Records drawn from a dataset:
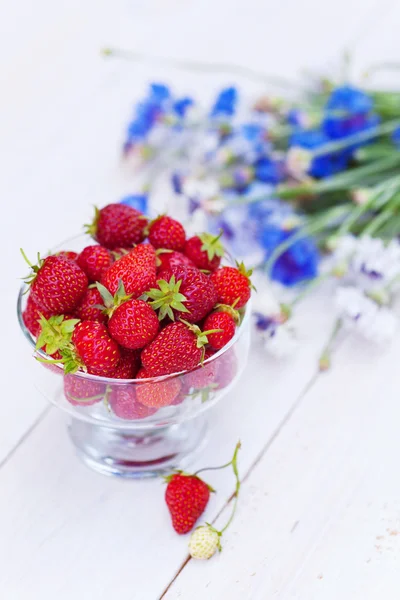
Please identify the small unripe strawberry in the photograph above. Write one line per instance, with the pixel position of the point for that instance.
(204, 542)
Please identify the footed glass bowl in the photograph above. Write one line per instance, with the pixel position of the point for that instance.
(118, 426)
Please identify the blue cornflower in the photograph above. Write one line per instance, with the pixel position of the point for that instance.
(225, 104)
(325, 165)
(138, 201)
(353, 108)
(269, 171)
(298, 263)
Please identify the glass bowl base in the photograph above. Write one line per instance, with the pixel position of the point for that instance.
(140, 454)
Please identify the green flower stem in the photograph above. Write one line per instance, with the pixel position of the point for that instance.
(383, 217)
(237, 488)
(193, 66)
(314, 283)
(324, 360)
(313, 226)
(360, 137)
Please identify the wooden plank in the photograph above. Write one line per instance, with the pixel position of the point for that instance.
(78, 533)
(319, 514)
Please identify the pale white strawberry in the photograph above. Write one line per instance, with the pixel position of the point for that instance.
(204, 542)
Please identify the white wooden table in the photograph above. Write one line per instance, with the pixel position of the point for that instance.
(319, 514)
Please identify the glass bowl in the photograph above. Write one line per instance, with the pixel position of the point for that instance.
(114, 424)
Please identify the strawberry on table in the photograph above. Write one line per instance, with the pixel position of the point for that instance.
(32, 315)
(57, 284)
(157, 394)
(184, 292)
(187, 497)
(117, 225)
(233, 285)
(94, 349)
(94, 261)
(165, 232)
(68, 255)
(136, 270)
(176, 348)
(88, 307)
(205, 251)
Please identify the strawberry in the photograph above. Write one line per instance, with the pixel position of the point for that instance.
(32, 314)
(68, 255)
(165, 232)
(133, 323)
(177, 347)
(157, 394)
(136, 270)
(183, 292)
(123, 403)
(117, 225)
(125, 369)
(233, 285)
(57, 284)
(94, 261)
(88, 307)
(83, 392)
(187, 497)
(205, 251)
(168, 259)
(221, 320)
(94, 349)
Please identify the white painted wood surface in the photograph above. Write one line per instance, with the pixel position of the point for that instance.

* * *

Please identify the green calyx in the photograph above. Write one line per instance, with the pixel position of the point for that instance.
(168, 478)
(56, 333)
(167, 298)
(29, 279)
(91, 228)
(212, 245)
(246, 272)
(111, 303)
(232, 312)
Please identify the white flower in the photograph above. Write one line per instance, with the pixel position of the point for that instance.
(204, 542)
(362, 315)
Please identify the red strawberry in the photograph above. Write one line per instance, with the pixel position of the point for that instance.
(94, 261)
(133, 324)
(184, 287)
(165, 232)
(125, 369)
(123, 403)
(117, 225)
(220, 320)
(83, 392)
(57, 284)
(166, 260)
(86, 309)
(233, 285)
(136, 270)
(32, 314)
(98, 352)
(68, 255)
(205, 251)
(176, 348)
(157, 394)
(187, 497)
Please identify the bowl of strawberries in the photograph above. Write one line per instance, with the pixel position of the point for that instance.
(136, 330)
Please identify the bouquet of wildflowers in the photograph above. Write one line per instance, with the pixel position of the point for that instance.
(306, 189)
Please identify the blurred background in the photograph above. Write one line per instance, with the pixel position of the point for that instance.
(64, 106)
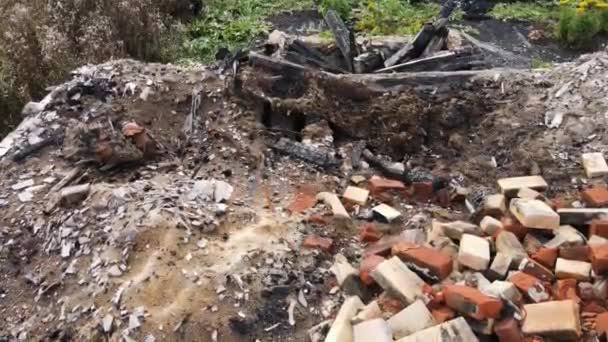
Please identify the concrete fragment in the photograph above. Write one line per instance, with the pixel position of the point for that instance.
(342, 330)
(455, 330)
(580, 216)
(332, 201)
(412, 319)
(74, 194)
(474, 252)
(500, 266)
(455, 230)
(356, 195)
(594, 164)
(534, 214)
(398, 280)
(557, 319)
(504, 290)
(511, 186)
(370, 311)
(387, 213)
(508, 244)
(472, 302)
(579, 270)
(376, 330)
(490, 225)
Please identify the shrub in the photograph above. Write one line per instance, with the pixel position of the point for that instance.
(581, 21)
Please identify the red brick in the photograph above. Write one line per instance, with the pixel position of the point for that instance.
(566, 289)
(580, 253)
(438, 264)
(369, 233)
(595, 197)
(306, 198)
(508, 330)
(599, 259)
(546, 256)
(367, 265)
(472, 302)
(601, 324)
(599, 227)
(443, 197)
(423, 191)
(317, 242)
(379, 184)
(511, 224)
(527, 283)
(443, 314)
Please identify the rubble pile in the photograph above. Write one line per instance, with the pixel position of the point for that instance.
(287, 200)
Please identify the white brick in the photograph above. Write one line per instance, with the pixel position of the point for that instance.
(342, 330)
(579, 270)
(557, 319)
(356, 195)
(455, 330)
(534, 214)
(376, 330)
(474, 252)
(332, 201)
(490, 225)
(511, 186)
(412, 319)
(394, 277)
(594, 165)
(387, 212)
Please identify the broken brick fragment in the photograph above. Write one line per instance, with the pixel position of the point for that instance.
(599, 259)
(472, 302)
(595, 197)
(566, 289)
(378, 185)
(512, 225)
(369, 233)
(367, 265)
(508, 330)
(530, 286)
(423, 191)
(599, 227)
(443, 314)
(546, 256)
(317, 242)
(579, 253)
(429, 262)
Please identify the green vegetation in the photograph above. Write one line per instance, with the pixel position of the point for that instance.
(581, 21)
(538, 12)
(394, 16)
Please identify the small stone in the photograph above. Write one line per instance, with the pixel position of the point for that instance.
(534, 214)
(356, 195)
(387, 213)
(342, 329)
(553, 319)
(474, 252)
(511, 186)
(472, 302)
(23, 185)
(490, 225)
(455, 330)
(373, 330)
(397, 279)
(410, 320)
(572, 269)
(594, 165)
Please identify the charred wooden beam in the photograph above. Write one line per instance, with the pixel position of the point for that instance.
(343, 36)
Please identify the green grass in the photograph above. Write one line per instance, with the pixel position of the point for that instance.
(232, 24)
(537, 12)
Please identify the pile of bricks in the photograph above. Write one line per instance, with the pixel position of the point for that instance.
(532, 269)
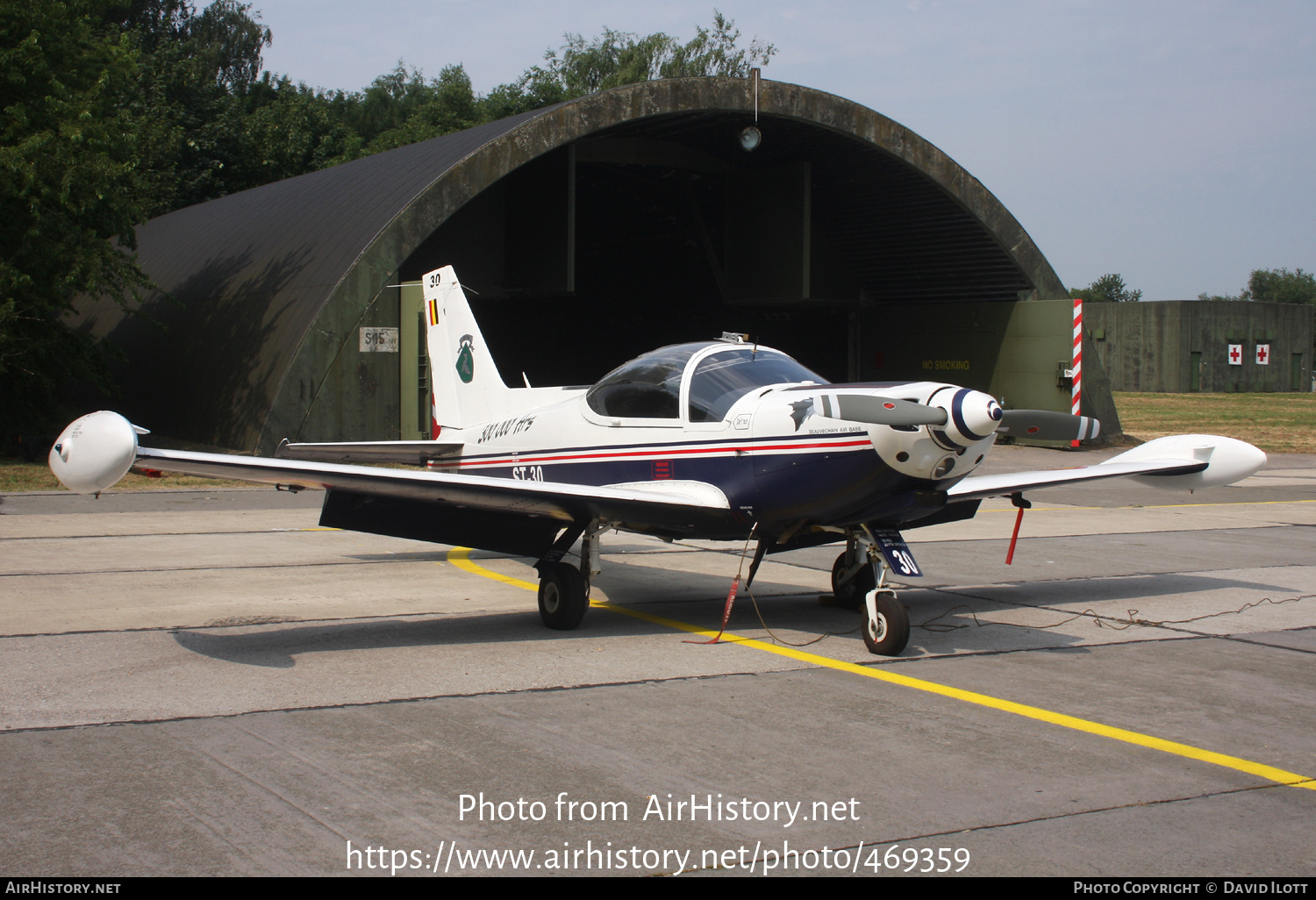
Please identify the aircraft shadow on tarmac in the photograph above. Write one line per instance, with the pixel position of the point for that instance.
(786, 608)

- **Aim of the task**: Copy out each line of the data above, exactly, if it lies between the line holding "Please identify the strawberry in" and the line holding "Please identify the white painted", inclusive; copy no other line.

- **Task answer**:
Please identify the strawberry in the photograph above. Write one line per instance, with the pixel position of the point for that instance.
(32, 314)
(68, 255)
(165, 232)
(133, 323)
(177, 347)
(157, 394)
(136, 270)
(183, 292)
(123, 403)
(117, 225)
(125, 369)
(233, 285)
(57, 284)
(94, 261)
(88, 307)
(83, 392)
(187, 497)
(205, 251)
(168, 259)
(221, 320)
(94, 349)
Please identify the white painted wood surface in the photograph above. Write one line per instance, with the pixel position of the point for that instance.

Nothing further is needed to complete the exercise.